(Dataset)

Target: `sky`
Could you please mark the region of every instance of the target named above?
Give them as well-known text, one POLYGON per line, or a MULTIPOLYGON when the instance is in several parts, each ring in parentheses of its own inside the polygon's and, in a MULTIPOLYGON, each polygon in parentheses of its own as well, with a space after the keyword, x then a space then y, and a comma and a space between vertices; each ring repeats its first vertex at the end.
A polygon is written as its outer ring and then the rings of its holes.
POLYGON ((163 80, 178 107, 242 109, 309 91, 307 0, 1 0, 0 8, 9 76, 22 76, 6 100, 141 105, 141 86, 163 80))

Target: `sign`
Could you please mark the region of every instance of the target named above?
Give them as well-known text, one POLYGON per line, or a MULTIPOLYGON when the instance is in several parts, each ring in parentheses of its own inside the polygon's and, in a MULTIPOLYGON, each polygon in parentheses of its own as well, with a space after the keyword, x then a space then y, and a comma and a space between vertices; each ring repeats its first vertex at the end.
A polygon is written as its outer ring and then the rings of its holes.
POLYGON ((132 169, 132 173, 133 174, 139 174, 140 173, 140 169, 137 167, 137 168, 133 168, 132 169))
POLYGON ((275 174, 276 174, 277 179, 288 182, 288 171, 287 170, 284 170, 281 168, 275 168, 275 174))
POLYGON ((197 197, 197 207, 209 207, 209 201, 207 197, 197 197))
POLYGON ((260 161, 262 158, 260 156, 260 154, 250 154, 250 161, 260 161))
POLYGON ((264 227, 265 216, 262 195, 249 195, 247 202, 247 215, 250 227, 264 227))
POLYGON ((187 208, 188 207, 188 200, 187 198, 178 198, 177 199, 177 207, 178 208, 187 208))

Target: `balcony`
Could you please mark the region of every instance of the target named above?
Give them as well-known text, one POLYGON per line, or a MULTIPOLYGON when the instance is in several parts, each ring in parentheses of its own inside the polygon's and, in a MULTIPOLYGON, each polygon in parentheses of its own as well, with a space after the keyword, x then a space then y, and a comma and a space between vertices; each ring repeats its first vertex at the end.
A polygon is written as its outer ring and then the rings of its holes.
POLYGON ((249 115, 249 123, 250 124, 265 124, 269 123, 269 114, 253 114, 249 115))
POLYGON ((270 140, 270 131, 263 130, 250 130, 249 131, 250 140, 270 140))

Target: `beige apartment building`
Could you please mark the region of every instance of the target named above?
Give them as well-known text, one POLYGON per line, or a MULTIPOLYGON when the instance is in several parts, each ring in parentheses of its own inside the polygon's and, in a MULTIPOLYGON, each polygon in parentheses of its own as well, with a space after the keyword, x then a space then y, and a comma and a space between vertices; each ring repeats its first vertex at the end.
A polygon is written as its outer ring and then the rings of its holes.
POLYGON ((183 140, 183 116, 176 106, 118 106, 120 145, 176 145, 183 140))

(End Dataset)

• [Assigned task] Each entry above must be repeated exactly, with nothing dropped.

• [Response to this task]
Target: `sky`
Could you please mark the region of every instance of the target named above?
Give them as well-known text, one POLYGON per line, or a MULTIPOLYGON when the instance is in several parts, each ring in parentheses of its own inside the polygon's and, in a MULTIPOLYGON, each polygon in parentheses of its own as well, with a space after the keyword, x then a space then y, and a comma and a space between vertices; each ring repeats its first vertex at the end.
A polygon is written as its outer ring and then the rings of its holes.
POLYGON ((163 80, 178 107, 242 109, 309 91, 307 0, 1 0, 0 8, 9 76, 22 76, 6 100, 141 105, 141 86, 163 80))

Target: `sign`
Could you please mark the region of every instance of the target named above?
Give them as well-known text, one POLYGON per line, or a MULTIPOLYGON when the instance is in several parts, each ring in parentheses of its own inside the polygon's and, in a MULTIPOLYGON, each polygon in parentheses of its own as well, with a space after the keyword, x then a space then y, and a comma and a space between vertices; each ring repeats its first vertex at the end.
A polygon is written as its outer ring and then the rings of its holes.
POLYGON ((132 169, 132 173, 133 174, 139 174, 140 173, 140 169, 137 167, 137 168, 133 168, 132 169))
POLYGON ((275 174, 276 174, 277 179, 288 182, 288 171, 287 170, 284 170, 281 168, 275 168, 275 174))
POLYGON ((197 197, 197 207, 209 207, 209 201, 207 197, 197 197))
POLYGON ((260 161, 262 158, 260 156, 260 154, 250 154, 250 161, 260 161))
POLYGON ((264 227, 265 216, 262 195, 249 195, 247 202, 247 215, 250 227, 264 227))
POLYGON ((187 208, 188 207, 188 200, 187 198, 178 198, 177 199, 177 207, 178 208, 187 208))

Target: `balcony`
Could you please mark the region of every instance of the target named above?
Give them as well-known text, one POLYGON per line, or a MULTIPOLYGON when the instance is in several parts, each ring in parentheses of its own inside the polygon's and, in a MULTIPOLYGON, each polygon in parentheses of its own as well, with a space after the keyword, x then a space then y, and a comma and a space between vertices; each ring repeats its first vertex at the end.
A polygon is written as its outer ring and then the rings of its holes.
POLYGON ((249 115, 249 123, 250 124, 265 124, 269 123, 269 114, 253 114, 249 115))
POLYGON ((270 140, 270 131, 263 130, 250 130, 249 131, 250 140, 270 140))

Target: `beige apartment building`
Could you please mark the region of every instance of the target named above?
Give them as well-known text, one POLYGON per line, or a MULTIPOLYGON when the instance is in several parts, each ring in parentheses of its own inside the polygon's and, in a MULTIPOLYGON, each polygon in parentheses of its own as well, with a space after the keyword, x then a space then y, and a comma and a space between vertices; each ring repeats its first vertex at the end.
A polygon is written as its outer ring and then the rings of its holes.
POLYGON ((183 140, 183 116, 176 106, 118 106, 120 145, 176 145, 183 140))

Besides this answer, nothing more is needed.